*Aufgabenstellung*
Wer blockierte laut dem Ausgangstext zum Mainzer Nebeljungenstreich 1841 den Biebricher Freihafen?

*Ausgangstext*
╭──

Nebeljungenstreich

Als Mainzer Nebeljungenstreich wird ein Sabotageakt bezeichnet, mit dem die Regierung des Großherzogtums Hessen und Mainzer Kaufleute 1841 den im Herzogtum Nassau gelegenen Biebricher Freihafen blockierten, um sich gegen verlagernde Verkehrsströme zu wehren, die die Eröffnung der Taunus-Eisenbahn verursacht hatte.

Grenze des Herzogtums Nassau (oben) mit dem Großherzogtum Hessen (unten) zwischen Mainz und Biebrich. Der Damm (rote Linie) versperrte das Biebricher Fahrwasser rheinaufwärts und zwang zum Befahren der südlichen Rheinseite.

╰──

*Bereitgestellte Daten*

╭──

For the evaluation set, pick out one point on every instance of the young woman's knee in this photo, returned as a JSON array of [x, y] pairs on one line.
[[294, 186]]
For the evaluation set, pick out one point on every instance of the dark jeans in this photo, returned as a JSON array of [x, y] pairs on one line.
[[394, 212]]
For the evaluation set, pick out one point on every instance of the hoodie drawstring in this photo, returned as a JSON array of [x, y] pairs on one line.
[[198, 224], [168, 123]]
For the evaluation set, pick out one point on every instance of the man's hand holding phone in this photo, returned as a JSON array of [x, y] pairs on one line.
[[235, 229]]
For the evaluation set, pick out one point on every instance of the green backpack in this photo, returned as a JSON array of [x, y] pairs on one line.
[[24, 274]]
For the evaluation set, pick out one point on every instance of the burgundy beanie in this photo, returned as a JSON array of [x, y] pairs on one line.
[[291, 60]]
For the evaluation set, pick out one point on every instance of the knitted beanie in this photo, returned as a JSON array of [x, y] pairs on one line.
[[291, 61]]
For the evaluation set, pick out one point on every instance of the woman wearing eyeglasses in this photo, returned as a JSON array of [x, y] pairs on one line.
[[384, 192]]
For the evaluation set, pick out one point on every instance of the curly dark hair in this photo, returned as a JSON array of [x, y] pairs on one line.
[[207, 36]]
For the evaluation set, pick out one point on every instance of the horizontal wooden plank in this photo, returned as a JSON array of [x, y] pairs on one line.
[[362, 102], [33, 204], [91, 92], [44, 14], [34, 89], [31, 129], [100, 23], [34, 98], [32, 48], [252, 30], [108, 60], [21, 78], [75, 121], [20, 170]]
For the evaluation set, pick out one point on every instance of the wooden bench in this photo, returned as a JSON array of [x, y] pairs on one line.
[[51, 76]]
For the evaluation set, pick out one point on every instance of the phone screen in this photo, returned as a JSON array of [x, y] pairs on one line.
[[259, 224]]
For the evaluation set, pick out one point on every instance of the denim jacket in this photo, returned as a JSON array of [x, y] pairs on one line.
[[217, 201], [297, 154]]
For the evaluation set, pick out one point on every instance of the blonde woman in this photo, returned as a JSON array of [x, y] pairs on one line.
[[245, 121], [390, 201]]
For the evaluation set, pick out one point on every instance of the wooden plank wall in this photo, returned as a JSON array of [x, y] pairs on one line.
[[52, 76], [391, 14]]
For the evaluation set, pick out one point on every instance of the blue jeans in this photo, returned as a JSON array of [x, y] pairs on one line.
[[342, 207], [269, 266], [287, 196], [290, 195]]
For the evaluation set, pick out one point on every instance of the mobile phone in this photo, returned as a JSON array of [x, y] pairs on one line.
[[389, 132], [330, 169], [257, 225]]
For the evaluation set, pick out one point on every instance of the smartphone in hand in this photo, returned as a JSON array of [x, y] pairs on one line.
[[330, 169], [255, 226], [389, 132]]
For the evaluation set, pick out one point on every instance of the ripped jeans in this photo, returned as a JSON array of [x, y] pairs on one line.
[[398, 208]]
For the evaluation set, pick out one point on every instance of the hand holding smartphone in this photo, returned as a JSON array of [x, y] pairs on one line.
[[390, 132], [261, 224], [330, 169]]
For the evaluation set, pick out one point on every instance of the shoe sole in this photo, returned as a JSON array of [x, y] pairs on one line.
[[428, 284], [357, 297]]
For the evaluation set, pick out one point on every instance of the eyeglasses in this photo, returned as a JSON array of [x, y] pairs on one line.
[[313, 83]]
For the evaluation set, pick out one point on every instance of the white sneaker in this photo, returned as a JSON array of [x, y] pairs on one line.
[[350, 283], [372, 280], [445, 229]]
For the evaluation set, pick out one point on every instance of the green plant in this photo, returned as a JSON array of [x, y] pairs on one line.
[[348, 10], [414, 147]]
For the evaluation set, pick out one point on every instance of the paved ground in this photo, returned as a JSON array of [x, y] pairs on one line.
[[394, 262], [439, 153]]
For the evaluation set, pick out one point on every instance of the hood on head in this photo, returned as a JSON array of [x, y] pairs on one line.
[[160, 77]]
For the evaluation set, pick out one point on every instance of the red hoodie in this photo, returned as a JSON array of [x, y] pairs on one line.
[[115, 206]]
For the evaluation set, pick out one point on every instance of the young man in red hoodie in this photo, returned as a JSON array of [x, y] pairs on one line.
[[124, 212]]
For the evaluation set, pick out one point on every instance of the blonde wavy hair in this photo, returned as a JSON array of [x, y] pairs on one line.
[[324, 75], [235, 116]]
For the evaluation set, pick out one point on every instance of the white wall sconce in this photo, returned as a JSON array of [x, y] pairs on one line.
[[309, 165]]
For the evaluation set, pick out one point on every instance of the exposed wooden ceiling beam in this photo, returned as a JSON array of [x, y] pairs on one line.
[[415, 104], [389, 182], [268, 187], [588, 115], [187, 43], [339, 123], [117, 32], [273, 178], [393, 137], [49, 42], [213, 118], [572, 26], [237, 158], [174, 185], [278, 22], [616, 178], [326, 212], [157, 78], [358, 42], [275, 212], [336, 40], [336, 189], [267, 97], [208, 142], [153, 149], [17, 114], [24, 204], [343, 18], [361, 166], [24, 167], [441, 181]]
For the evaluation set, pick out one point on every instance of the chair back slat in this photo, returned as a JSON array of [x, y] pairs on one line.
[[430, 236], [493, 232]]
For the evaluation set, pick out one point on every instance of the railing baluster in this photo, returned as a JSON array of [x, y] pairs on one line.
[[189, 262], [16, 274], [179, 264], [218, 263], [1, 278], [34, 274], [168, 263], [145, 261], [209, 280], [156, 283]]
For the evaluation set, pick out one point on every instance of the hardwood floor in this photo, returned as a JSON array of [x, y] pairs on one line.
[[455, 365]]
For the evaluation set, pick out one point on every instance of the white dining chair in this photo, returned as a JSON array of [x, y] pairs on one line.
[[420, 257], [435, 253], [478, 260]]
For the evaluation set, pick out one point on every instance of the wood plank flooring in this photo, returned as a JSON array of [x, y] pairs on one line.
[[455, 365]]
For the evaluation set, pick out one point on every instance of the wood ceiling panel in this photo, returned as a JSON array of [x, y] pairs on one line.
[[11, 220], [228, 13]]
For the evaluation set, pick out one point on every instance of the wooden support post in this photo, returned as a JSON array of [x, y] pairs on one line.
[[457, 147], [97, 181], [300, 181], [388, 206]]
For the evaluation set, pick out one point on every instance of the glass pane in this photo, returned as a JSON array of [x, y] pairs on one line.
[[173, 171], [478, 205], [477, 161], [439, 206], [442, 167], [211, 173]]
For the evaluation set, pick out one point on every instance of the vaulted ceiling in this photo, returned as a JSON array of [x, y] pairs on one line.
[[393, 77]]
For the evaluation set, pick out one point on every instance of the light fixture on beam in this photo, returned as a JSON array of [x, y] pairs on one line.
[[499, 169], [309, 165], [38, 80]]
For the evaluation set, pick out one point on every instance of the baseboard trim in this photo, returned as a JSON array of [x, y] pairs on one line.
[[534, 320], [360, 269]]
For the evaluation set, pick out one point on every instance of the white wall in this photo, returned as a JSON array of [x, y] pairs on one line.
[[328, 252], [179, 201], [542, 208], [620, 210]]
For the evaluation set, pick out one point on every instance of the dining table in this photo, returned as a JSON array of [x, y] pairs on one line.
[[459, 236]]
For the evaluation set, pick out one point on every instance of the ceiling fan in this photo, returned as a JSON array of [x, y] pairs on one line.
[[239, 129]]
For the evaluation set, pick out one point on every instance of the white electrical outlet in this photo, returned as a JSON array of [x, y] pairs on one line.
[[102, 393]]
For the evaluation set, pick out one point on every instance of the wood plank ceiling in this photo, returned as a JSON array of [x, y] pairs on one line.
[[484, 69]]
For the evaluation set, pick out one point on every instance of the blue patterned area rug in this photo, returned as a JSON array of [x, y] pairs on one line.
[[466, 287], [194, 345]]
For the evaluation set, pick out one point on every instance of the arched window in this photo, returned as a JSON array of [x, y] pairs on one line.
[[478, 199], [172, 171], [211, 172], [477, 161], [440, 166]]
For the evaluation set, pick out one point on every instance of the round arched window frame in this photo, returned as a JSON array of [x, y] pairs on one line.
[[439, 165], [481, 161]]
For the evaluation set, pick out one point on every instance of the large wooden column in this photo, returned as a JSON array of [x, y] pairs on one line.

╰──

*Lösung*
Die Regierung des Großherzogtums Hessen und Mainzer Kaufleute.